> [Objective 1]
Reproduce the deer-scoring forum thread in full, word for word.

> [Document segment]
|---|
# What will he score?



## MDV89 (Sep 8, 2008)

Just pulled the camera this evening and got a few pics of a nice 10 pt - was wondering if anyone wanted to take a stab at the scoring game and also what would you age it at. I want to put him at about 4 based on antler mass and body size but its just a guess. Thanks for the input in advance!


----------



## Bug Guy (Jul 19, 2009)

He's 4 1/2 or better for sure. He has the mature buck belly and the nose length. The distance between his bases also suggests an older deer. This is based on the first pic you have posted. As far as his exact age, only the teeth will tell. Definately a good deer.


----------



## Sasha and Abby (May 11, 2004)

I am going to guess - 5.5 years.

He will score above 150


----------



## ImpalaSSpeed96 (Aug 25, 2008)

On the hoof I'd go 5.5. Looks like he has the cow bell, belly and face both point to mature.

Score, 145-155 range. Mass looks great, beams look about 23-24. G4s look short. Better than average brows will even that out some. I'd put him probably right at 150.


----------



## barebackjack (Sep 5, 2006)

I think the only way to know for sure is for you to tell me where you got those pictures, and ill go ask him what he scores. :lol:

Great deer man.!


----------



## MDV89 (Sep 8, 2008)

barebackjack said:


> I think the only way to know for sure is for you to tell me where you got those pictures, and ill go ask him what he scores. :lol:
> 
> Great deer man.!


Lat: 46.XXXXX
Long: 96.XXXXX :lol:

He's deep in the Minnesota woods fattening up for Sept. 19th!!


----------



## hunter121390 (Nov 7, 2006)

great deer :beer: hope you get a shot at him this fall


----------



## MDV89 (Sep 8, 2008)




----------



## USAlx50 (Nov 30, 2004)

I predict a heart breaking miss at 15 yards.
|---|
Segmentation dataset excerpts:
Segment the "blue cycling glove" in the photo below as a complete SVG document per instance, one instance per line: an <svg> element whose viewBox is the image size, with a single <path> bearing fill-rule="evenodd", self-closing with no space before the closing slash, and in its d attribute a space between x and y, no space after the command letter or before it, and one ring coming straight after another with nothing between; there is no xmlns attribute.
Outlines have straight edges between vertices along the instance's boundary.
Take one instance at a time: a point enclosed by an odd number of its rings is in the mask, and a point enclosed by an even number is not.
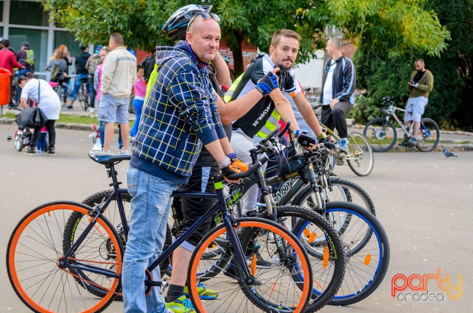
<svg viewBox="0 0 473 313"><path fill-rule="evenodd" d="M263 94L263 96L268 95L277 87L277 77L271 72L265 75L256 83L256 89Z"/></svg>

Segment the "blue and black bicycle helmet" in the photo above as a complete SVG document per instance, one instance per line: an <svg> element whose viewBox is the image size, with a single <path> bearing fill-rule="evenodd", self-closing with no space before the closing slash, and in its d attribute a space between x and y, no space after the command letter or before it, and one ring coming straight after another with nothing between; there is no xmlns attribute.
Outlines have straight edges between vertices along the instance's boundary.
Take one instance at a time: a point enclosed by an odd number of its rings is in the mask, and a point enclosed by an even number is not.
<svg viewBox="0 0 473 313"><path fill-rule="evenodd" d="M211 8L211 5L189 4L183 6L171 15L161 29L170 39L184 40L191 18L203 12L209 13Z"/></svg>

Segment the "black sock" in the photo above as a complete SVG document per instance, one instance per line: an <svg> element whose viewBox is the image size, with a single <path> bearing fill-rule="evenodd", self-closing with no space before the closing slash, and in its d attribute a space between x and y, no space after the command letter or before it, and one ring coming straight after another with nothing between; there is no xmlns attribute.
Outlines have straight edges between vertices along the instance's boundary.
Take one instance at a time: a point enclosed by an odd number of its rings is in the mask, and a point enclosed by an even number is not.
<svg viewBox="0 0 473 313"><path fill-rule="evenodd" d="M168 288L165 301L166 302L172 302L183 294L184 286L170 284Z"/></svg>

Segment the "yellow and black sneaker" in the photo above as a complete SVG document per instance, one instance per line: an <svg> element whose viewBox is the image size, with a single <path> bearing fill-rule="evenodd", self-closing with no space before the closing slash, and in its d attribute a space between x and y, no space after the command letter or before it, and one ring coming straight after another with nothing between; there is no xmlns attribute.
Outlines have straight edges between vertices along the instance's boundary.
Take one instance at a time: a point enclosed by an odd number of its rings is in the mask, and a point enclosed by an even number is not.
<svg viewBox="0 0 473 313"><path fill-rule="evenodd" d="M197 292L199 293L199 297L203 300L213 300L218 296L218 294L216 291L207 289L202 282L197 285ZM184 287L184 294L186 296L189 296L187 286Z"/></svg>

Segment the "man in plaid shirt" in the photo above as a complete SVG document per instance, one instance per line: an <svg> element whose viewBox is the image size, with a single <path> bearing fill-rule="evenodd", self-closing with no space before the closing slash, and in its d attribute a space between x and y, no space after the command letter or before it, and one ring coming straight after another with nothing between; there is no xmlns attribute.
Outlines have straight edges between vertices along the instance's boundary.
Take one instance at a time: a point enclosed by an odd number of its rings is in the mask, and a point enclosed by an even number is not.
<svg viewBox="0 0 473 313"><path fill-rule="evenodd" d="M163 249L169 196L187 183L202 144L224 176L248 169L236 157L229 157L235 154L208 80L206 65L215 56L220 37L217 21L198 15L189 23L185 41L157 47L157 75L149 82L152 87L127 173L133 198L122 277L126 312L167 312L158 287L145 297L145 270ZM159 267L152 274L154 280L160 280Z"/></svg>

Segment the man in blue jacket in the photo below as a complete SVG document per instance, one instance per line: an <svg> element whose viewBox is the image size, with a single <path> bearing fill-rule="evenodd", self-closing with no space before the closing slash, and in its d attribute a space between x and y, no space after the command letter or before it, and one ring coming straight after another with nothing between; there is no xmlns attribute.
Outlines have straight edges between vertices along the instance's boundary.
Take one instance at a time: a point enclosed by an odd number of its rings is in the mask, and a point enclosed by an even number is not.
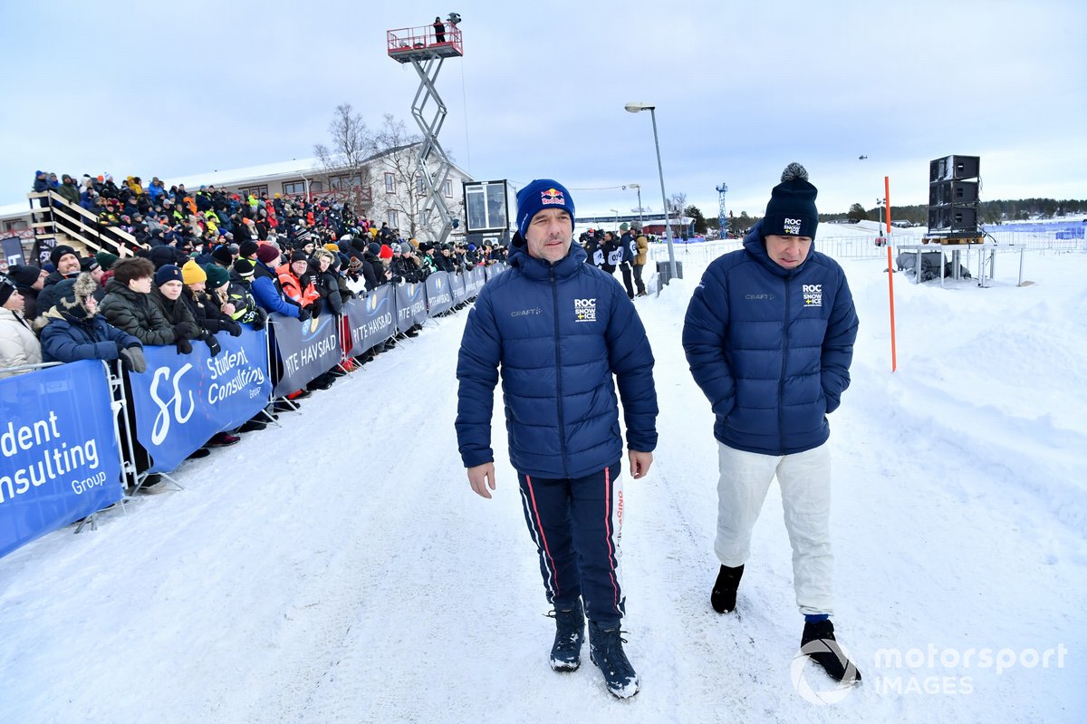
<svg viewBox="0 0 1087 724"><path fill-rule="evenodd" d="M591 660L608 689L626 698L638 691L638 677L620 632L623 437L615 383L637 479L657 447L653 354L623 288L571 245L573 224L574 200L561 184L534 180L517 194L510 270L479 292L461 341L457 438L472 489L490 498L501 366L510 462L554 607L551 667L580 665L588 614Z"/></svg>
<svg viewBox="0 0 1087 724"><path fill-rule="evenodd" d="M683 345L716 415L721 561L710 602L736 608L751 532L777 477L792 544L801 651L839 682L860 673L835 642L830 428L849 386L857 311L845 272L812 250L819 212L808 172L790 163L744 248L716 259L695 289Z"/></svg>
|---|
> [Objective 2]
Write out only the lines of the records from the one containing "and black bicycle" through the one containing "8L211 5L189 4L183", both included.

> [Written reply 1]
# What will he score?



## MDV89 (Sep 8, 2008)

Just pulled the camera this evening and got a few pics of a nice 10 pt - was wondering if anyone wanted to take a stab at the scoring game and also what would you age it at. I want to put him at about 4 based on antler mass and body size but its just a guess. Thanks for the input in advance!


----------



## Bug Guy (Jul 19, 2009)

He's 4 1/2 or better for sure. He has the mature buck belly and the nose length. The distance between his bases also suggests an older deer. This is based on the first pic you have posted. As far as his exact age, only the teeth will tell. Definately a good deer.


----------



## Sasha and Abby (May 11, 2004)

I am going to guess - 5.5 years.

He will score above 150


----------



## ImpalaSSpeed96 (Aug 25, 2008)

On the hoof I'd go 5.5. Looks like he has the cow bell, belly and face both point to mature.

Score, 145-155 range. Mass looks great, beams look about 23-24. G4s look short. Better than average brows will even that out some. I'd put him probably right at 150.


----------



## barebackjack (Sep 5, 2006)

I think the only way to know for sure is for you to tell me where you got those pictures, and ill go ask him what he scores. :lol:

Great deer man.!


----------



## MDV89 (Sep 8, 2008)

barebackjack said:


> I think the only way to know for sure is for you to tell me where you got those pictures, and ill go ask him what he scores. :lol:
> 
> Great deer man.!


Lat: 46.XXXXX
Long: 96.XXXXX :lol:

He's deep in the Minnesota woods fattening up for Sept. 19th!!


----------



## hunter121390 (Nov 7, 2006)

great deer :beer: hope you get a shot at him this fall


----------



## MDV89 (Sep 8, 2008)




----------



## USAlx50 (Nov 30, 2004)

I predict a heart breaking miss at 15 yards.

> [Written reply 2]
Segment the "blue and black bicycle helmet" in the photo above as a complete SVG document per instance, one instance per line: an <svg> element whose viewBox is the image size, with a single <path> bearing fill-rule="evenodd", self-closing with no space before the closing slash, and in its d attribute a space between x and y, no space after the command letter or before it, and one ring coming straight after another with nothing between; there is no xmlns attribute.
Outlines have straight edges between vertices along the instance's boundary.
Take one instance at a time: a point enclosed by an odd number of its rings is in the mask, and a point enclosed by an even number is not.
<svg viewBox="0 0 473 313"><path fill-rule="evenodd" d="M211 8L211 5L189 4L183 6L171 15L161 29L170 39L184 40L191 18L203 12L209 13Z"/></svg>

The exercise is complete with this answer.